OBJECTIVE ▸
Rewrite the lines from the one with "Target: blue night sky" through the end of the items, replacing "vertex pairs" with "coordinate pairs" and leaving everything else unchanged.

EXERCISE MATERIALS ▸
┌──

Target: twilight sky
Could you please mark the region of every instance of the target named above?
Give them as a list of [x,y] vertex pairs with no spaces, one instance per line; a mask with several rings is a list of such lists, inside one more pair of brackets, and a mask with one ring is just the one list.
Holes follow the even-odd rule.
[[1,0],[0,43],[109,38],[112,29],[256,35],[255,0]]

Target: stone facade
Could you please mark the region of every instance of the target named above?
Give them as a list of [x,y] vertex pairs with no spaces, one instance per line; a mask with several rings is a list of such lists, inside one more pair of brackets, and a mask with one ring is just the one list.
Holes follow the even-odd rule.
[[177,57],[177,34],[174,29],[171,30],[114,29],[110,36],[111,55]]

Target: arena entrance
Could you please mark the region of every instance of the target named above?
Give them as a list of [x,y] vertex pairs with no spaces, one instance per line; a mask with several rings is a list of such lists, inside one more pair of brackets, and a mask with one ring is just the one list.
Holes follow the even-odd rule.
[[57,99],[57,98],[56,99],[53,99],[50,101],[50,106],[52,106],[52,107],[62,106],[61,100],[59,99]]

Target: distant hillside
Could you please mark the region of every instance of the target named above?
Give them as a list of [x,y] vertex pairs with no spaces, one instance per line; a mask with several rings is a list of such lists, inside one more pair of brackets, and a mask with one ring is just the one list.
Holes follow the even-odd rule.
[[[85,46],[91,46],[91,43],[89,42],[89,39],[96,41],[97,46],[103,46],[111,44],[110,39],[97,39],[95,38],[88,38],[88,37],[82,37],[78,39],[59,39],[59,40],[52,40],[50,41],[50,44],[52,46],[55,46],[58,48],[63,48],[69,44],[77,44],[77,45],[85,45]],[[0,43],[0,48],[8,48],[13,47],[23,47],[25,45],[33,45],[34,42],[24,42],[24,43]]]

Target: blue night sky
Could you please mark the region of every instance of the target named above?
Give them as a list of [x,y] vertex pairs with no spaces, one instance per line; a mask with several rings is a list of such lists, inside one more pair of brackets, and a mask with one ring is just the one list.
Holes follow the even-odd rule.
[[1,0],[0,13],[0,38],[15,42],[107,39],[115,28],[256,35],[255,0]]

└──

REPLY ▸
Target: blue night sky
Could you please mark the region of every instance of the target named above?
Give them as a list of [x,y] coordinate pairs with no spaces, one instance per line; a mask with several rings is a list of such lists, inside one more pair of brackets, and a mask with one ring is just the one list.
Holes follow the even-odd rule.
[[1,0],[0,13],[0,38],[15,42],[107,39],[115,28],[256,35],[255,0]]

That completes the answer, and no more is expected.